== Task inputs
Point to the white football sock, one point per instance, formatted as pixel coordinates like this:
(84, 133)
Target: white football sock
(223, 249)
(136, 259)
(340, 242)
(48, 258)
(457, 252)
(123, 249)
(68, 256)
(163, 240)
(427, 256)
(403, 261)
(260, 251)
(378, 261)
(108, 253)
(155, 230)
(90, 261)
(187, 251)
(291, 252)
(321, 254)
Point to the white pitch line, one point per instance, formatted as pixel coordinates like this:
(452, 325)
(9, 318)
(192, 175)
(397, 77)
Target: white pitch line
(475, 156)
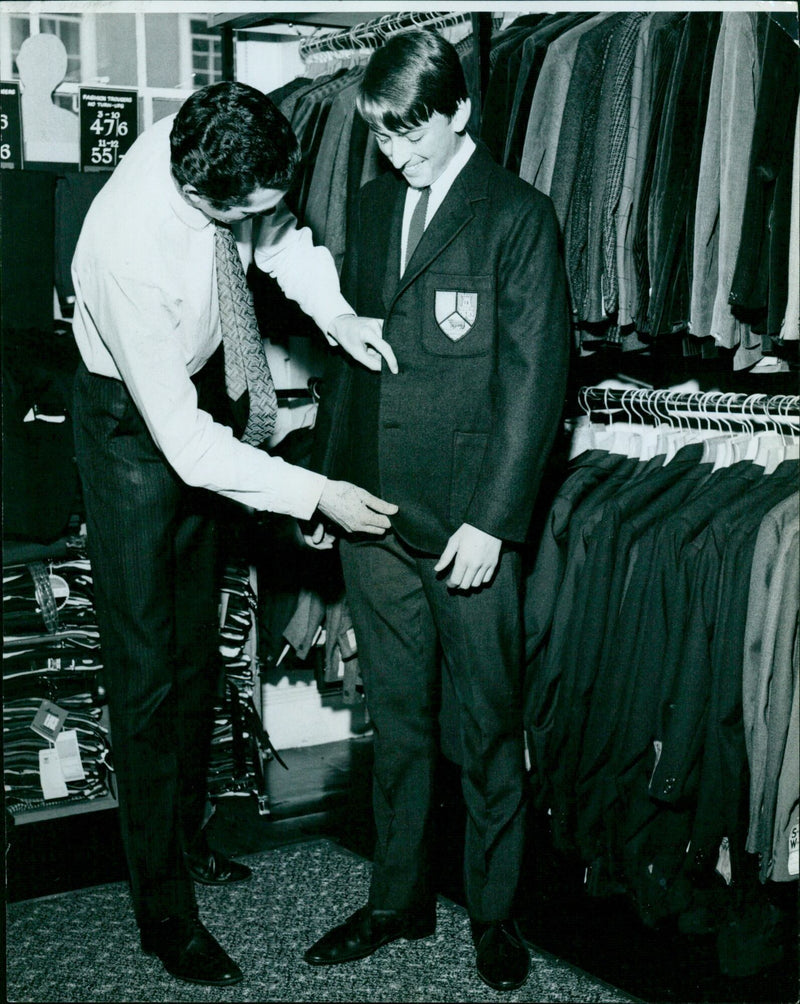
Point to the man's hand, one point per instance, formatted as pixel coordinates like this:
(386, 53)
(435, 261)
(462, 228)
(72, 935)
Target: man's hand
(474, 555)
(319, 538)
(362, 337)
(355, 509)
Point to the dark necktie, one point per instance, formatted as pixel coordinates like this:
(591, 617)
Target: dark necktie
(246, 367)
(417, 225)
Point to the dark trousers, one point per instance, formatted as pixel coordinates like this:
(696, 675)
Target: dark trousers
(406, 618)
(152, 543)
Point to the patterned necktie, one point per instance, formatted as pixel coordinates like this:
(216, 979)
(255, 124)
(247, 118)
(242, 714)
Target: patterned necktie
(246, 367)
(417, 225)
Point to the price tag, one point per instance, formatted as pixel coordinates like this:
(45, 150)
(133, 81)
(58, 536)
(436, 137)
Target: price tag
(69, 756)
(48, 720)
(10, 126)
(108, 126)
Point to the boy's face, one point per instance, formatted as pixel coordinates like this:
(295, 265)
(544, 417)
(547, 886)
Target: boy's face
(423, 153)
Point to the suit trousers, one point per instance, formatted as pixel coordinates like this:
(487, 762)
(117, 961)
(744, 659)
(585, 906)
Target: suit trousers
(406, 619)
(152, 543)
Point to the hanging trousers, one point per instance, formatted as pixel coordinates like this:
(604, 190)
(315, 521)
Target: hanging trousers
(403, 612)
(152, 543)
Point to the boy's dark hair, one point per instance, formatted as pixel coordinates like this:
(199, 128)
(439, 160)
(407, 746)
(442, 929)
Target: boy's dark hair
(409, 78)
(229, 140)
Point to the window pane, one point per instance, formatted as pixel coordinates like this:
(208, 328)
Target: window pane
(206, 53)
(162, 32)
(116, 49)
(20, 29)
(163, 106)
(68, 30)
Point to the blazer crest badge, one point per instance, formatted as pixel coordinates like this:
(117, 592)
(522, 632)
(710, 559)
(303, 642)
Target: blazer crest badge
(455, 312)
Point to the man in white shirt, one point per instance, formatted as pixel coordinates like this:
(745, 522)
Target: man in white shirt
(153, 456)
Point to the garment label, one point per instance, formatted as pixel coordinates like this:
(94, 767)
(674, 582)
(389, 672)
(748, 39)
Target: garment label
(657, 746)
(60, 588)
(347, 644)
(794, 851)
(69, 756)
(48, 720)
(724, 860)
(50, 776)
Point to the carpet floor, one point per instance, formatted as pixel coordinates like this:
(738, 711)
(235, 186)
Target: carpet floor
(82, 945)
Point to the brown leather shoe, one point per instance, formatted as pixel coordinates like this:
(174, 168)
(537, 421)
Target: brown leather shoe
(364, 932)
(214, 868)
(190, 953)
(502, 957)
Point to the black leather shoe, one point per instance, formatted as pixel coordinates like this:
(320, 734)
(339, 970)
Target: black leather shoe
(503, 958)
(189, 952)
(214, 868)
(366, 931)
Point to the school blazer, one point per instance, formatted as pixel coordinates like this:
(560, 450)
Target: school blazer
(480, 326)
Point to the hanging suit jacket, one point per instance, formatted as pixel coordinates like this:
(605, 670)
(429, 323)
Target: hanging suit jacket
(479, 325)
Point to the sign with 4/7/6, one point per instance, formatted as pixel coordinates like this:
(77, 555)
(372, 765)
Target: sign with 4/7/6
(108, 126)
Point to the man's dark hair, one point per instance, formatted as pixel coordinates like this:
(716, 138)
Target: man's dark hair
(409, 78)
(229, 140)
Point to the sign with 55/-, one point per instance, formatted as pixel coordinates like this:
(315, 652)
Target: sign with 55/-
(10, 126)
(108, 126)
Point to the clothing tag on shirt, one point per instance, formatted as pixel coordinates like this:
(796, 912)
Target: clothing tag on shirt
(48, 720)
(50, 776)
(69, 756)
(724, 860)
(60, 589)
(347, 644)
(794, 851)
(657, 746)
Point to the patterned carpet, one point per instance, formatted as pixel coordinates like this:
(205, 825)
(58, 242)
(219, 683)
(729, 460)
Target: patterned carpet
(82, 946)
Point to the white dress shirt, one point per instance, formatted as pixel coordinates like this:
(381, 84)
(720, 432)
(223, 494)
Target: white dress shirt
(439, 190)
(147, 312)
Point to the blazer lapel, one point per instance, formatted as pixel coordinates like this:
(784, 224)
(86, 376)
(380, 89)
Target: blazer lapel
(391, 274)
(451, 218)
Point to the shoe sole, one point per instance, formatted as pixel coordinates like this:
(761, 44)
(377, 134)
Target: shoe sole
(412, 936)
(222, 882)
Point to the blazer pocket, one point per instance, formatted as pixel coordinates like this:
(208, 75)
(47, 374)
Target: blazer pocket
(459, 314)
(468, 456)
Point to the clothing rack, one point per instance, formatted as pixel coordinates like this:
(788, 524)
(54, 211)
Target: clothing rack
(781, 412)
(369, 35)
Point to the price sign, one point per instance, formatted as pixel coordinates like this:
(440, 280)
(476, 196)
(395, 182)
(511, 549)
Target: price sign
(108, 126)
(10, 126)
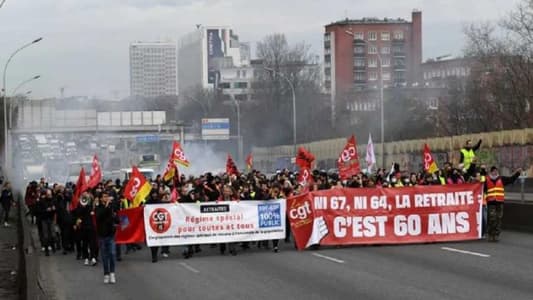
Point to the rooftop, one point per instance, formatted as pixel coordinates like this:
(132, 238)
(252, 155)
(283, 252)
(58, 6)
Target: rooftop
(369, 21)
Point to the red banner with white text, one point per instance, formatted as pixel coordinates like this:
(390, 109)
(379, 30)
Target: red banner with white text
(386, 215)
====
Output each of the lines above exactly, apart from the images.

Point to the white football sock, one point per instance, formatted as pixel coordinates like this:
(84, 133)
Target: white football sock
(223, 249)
(136, 259)
(340, 242)
(48, 258)
(457, 252)
(123, 249)
(68, 256)
(163, 240)
(427, 256)
(403, 261)
(260, 251)
(378, 261)
(108, 253)
(155, 230)
(90, 261)
(187, 251)
(291, 252)
(321, 254)
Point to the white pitch line, one point per instance, formatted as pixel coordinates like this:
(452, 325)
(9, 318)
(192, 175)
(397, 77)
Target: white pitch line
(475, 156)
Point to the man's hand, one point per instance, formatted as pixel coordinates like this:
(386, 53)
(435, 261)
(462, 228)
(72, 935)
Target: man's hand
(474, 555)
(319, 538)
(362, 337)
(355, 509)
Point to the dark necktie, one point per instance, formatted as pixel coordinates like this:
(591, 617)
Target: dark necktie
(246, 367)
(417, 225)
Point to the dark trousers, one point per instance, formatted as pixel coordinates like this:
(696, 675)
Target: dark trousers
(406, 618)
(152, 543)
Point to the patterned necktie, one point per instance, formatted as pixel coordinates like this:
(216, 979)
(255, 124)
(247, 118)
(242, 714)
Target: patterned necktie
(246, 367)
(417, 225)
Point to the price tag, one point per instance, formatted as pixel coordinates like this:
(45, 150)
(133, 81)
(58, 536)
(436, 137)
Target: price tag
(69, 756)
(48, 720)
(10, 126)
(108, 126)
Point to the boy's face, one point per instance, formatted as pixel coordinates like this:
(295, 265)
(544, 417)
(547, 886)
Target: boy's face
(423, 153)
Point to the suit trousers, one point per instance, formatted as pixel coordinates like this:
(487, 762)
(117, 961)
(744, 659)
(585, 906)
Target: suit trousers
(406, 619)
(152, 543)
Point to the hanging trousers, one point per instance, formatted as pixel coordinates like this:
(604, 190)
(315, 521)
Target: hanging trousers
(403, 612)
(152, 543)
Point to the boy's dark hair, one point per instance, formatted as pixel coordinates like this:
(199, 128)
(439, 160)
(407, 746)
(442, 929)
Target: boy's dark hair
(409, 78)
(229, 140)
Point to the window pane, one point per instance, formatted as pixel coordinates like this:
(208, 328)
Target: window pane
(206, 53)
(162, 32)
(116, 49)
(20, 29)
(163, 106)
(68, 30)
Point to the blazer crest badge, one point per instance, formatted as pixel coordinates like this:
(117, 592)
(522, 632)
(710, 559)
(303, 642)
Target: blazer crest badge
(455, 312)
Point to the man in white shirt, one point per instance, formatted as pixel coordinates like this:
(745, 522)
Target: man in white shirt
(153, 456)
Point to the garment label, one point per instance, formatted as pixel coordinates like this:
(94, 767)
(674, 582)
(389, 672)
(748, 39)
Target: garment label
(657, 746)
(60, 588)
(347, 644)
(794, 851)
(69, 756)
(48, 720)
(724, 860)
(50, 776)
Point to the carpet floor, one point per instance, formatted as pixel coordinates like this:
(738, 711)
(235, 186)
Target: carpet floor
(82, 945)
Point to the brown leather shoe, one point per instance, formatted as pixel coordinates like this:
(174, 168)
(537, 421)
Target: brown leather shoe
(364, 932)
(214, 868)
(190, 953)
(502, 957)
Point to the black leather shoe, one point per instance, formatted as pixel coordinates like this:
(320, 734)
(339, 970)
Target: black leather shoe
(503, 958)
(189, 952)
(214, 868)
(366, 931)
Point to the school blazer, one point per instance, formatted as pixel coordinates like this:
(560, 450)
Target: school blazer
(480, 326)
Point to the hanging suit jacket, one point per instance, formatted as pixel coordinates like this:
(605, 670)
(429, 323)
Target: hanging suit jacket
(479, 325)
Point to the sign with 4/7/6, one point per instance, formatted as pixel coordinates like this:
(77, 555)
(372, 765)
Target: sign with 4/7/6
(108, 126)
Point to the man's dark hair, one point per instance, formatted as pixel coordinates like this:
(716, 138)
Target: man's dark hair
(409, 78)
(229, 140)
Point to the sign with 55/-, one point per instance, formatted as pixel coordinates like this:
(315, 652)
Target: sign with 55/-
(10, 126)
(108, 126)
Point to the clothing tag on shirt, one point per instance, formatted as pixel coordinates like this:
(796, 912)
Target: clothing tag on shirt
(48, 720)
(50, 776)
(69, 756)
(724, 860)
(60, 589)
(347, 644)
(794, 851)
(657, 746)
Point to the patterned carpet, one point per instance, formatted as pixel coordinates like this:
(205, 825)
(58, 242)
(219, 683)
(729, 460)
Target: patterned carpet
(82, 946)
Point to the white dress shirt, one point per instance, formatted as pixel coordinates like this:
(381, 84)
(720, 432)
(223, 494)
Target: white dress shirt
(439, 190)
(147, 312)
Point to the blazer lapel, one point per instance, formatted as pixel coordinates like this:
(784, 224)
(86, 376)
(380, 89)
Target: blazer lapel
(391, 274)
(451, 218)
Point to the shoe sole, one point per instance, formatted as pixel coordinates like this:
(761, 44)
(377, 134)
Target: shoe sole
(412, 936)
(222, 882)
Point to the blazer pocket, one point per instance, formatted as pixel coordinates like this:
(208, 75)
(47, 374)
Target: blazer pocket
(459, 314)
(468, 456)
Point to the clothing rack, one point per instance, formatted as pixel coordinates like this:
(788, 524)
(54, 211)
Target: clothing rack
(781, 412)
(369, 35)
Point to the price sign, one point per instance, formatted as pixel coordinates like this:
(440, 280)
(476, 196)
(395, 182)
(511, 549)
Target: price sign
(108, 126)
(10, 126)
Point to the rooftop, one point per instance, formatted as pixel coordinates like this:
(132, 238)
(252, 155)
(283, 252)
(58, 6)
Target: rooftop
(369, 21)
Point to the red banner with white text, one point per instance, formatted as pixel coordinates like this:
(390, 109)
(379, 30)
Target: red banner with white text
(386, 215)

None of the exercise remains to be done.